#### [Exercise aim]
Every line from the start of the records below to the line containing "Would it be possible for you to pinpoint the hairy" should be retyped exactly, that line included, and no others.

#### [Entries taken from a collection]
***

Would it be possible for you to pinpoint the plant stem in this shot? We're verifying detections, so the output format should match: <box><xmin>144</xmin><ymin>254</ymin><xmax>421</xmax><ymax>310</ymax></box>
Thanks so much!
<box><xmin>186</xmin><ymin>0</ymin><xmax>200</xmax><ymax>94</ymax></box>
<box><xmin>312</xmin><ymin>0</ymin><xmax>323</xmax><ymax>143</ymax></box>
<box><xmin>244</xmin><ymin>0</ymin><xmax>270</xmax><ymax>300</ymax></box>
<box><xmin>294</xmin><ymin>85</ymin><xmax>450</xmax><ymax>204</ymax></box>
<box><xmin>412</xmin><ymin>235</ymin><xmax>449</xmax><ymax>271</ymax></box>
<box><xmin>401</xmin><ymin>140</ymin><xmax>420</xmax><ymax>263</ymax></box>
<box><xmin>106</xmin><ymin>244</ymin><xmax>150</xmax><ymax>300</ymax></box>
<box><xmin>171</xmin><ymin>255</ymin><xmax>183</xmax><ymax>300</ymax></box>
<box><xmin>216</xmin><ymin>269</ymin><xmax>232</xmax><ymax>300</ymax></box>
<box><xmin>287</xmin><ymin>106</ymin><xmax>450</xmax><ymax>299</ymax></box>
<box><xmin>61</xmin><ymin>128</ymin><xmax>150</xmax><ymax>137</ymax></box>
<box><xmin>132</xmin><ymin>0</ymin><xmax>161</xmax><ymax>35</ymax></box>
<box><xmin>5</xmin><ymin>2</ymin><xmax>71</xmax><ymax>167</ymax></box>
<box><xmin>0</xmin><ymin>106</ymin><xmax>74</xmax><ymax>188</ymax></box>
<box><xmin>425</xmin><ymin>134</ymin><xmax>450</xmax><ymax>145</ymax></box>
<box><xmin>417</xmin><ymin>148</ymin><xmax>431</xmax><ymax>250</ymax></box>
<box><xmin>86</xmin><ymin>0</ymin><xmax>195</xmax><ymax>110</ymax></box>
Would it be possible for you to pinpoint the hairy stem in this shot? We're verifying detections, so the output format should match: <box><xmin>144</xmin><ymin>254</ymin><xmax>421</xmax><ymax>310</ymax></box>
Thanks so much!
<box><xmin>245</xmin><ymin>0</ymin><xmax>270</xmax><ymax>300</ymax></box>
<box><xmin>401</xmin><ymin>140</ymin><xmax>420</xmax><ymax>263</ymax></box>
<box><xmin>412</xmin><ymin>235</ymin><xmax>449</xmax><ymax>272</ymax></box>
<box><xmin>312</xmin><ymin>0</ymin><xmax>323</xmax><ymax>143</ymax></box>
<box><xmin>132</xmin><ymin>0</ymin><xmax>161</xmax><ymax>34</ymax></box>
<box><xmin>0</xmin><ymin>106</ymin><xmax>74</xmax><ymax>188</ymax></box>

***

#### [Task answer]
Would it be possible for you to pinpoint the plant stem in this shot? We're verifying detections, so the output format should match: <box><xmin>144</xmin><ymin>254</ymin><xmax>421</xmax><ymax>310</ymax></box>
Thanks so much!
<box><xmin>186</xmin><ymin>0</ymin><xmax>200</xmax><ymax>94</ymax></box>
<box><xmin>312</xmin><ymin>0</ymin><xmax>323</xmax><ymax>143</ymax></box>
<box><xmin>244</xmin><ymin>0</ymin><xmax>270</xmax><ymax>300</ymax></box>
<box><xmin>294</xmin><ymin>85</ymin><xmax>450</xmax><ymax>204</ymax></box>
<box><xmin>412</xmin><ymin>235</ymin><xmax>449</xmax><ymax>271</ymax></box>
<box><xmin>401</xmin><ymin>140</ymin><xmax>420</xmax><ymax>263</ymax></box>
<box><xmin>106</xmin><ymin>244</ymin><xmax>150</xmax><ymax>300</ymax></box>
<box><xmin>171</xmin><ymin>255</ymin><xmax>183</xmax><ymax>300</ymax></box>
<box><xmin>216</xmin><ymin>269</ymin><xmax>232</xmax><ymax>300</ymax></box>
<box><xmin>287</xmin><ymin>106</ymin><xmax>450</xmax><ymax>299</ymax></box>
<box><xmin>61</xmin><ymin>128</ymin><xmax>150</xmax><ymax>137</ymax></box>
<box><xmin>132</xmin><ymin>0</ymin><xmax>161</xmax><ymax>35</ymax></box>
<box><xmin>5</xmin><ymin>2</ymin><xmax>71</xmax><ymax>167</ymax></box>
<box><xmin>0</xmin><ymin>106</ymin><xmax>74</xmax><ymax>188</ymax></box>
<box><xmin>425</xmin><ymin>134</ymin><xmax>450</xmax><ymax>145</ymax></box>
<box><xmin>417</xmin><ymin>148</ymin><xmax>431</xmax><ymax>250</ymax></box>
<box><xmin>86</xmin><ymin>0</ymin><xmax>195</xmax><ymax>110</ymax></box>
Would it be possible for you to pinpoint the hairy stem in this shot? We're verifying detections, so the output format should match: <box><xmin>144</xmin><ymin>254</ymin><xmax>421</xmax><ymax>310</ymax></box>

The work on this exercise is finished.